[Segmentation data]

+===+

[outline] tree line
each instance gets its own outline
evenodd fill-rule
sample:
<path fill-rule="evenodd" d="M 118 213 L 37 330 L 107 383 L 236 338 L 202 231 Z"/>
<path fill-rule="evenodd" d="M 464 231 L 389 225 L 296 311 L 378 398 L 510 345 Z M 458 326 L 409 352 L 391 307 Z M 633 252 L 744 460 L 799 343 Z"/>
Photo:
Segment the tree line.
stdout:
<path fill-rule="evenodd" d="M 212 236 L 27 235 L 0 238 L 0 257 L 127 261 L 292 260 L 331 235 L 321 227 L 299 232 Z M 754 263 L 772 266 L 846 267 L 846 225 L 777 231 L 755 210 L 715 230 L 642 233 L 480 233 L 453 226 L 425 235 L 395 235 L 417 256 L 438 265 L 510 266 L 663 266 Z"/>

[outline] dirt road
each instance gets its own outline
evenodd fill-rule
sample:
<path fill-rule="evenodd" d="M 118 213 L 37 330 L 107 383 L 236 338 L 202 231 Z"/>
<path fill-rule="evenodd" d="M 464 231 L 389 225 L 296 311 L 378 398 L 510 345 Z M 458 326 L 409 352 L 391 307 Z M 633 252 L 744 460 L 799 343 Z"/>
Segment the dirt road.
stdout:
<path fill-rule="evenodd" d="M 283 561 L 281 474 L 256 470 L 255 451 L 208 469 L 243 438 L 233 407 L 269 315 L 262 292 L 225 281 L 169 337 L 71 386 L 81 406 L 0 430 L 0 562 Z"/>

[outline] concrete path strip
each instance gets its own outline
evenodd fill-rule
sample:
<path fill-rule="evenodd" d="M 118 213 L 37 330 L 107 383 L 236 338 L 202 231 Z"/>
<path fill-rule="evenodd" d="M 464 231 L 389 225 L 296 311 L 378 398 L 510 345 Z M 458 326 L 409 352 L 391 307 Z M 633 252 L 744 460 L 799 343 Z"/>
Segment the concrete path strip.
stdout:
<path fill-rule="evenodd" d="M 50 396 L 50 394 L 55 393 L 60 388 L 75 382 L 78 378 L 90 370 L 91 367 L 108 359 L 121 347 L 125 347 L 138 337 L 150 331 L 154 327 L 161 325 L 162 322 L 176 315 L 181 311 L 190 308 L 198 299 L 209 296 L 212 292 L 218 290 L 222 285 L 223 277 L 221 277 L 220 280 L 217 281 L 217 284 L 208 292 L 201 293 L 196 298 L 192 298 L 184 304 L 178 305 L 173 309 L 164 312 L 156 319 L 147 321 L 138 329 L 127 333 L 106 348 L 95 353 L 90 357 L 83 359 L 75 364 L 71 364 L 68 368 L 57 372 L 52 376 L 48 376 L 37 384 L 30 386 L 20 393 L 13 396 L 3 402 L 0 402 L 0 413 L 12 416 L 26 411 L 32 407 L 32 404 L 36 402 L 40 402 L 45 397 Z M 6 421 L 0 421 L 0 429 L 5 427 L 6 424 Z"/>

+===+

## What you should do
Copy out verbatim the part of the items running from their start through the line containing "212 236 L 27", including both ends.

## Final result
[outline] tree line
each instance gets its own outline
evenodd fill-rule
sample:
<path fill-rule="evenodd" d="M 118 213 L 37 330 L 107 383 L 236 338 L 202 231 Z"/>
<path fill-rule="evenodd" d="M 464 231 L 389 225 L 296 311 L 378 398 L 510 345 Z M 458 326 L 409 352 L 391 307 Z M 633 252 L 744 460 L 799 343 Z"/>
Photo:
Segment the tree line.
stdout:
<path fill-rule="evenodd" d="M 212 236 L 27 235 L 0 238 L 0 257 L 127 261 L 292 260 L 331 235 L 321 227 L 299 232 Z M 754 263 L 772 266 L 846 267 L 846 225 L 777 231 L 755 210 L 715 230 L 642 233 L 480 233 L 453 226 L 425 235 L 395 235 L 417 256 L 438 265 L 510 266 L 663 266 Z"/>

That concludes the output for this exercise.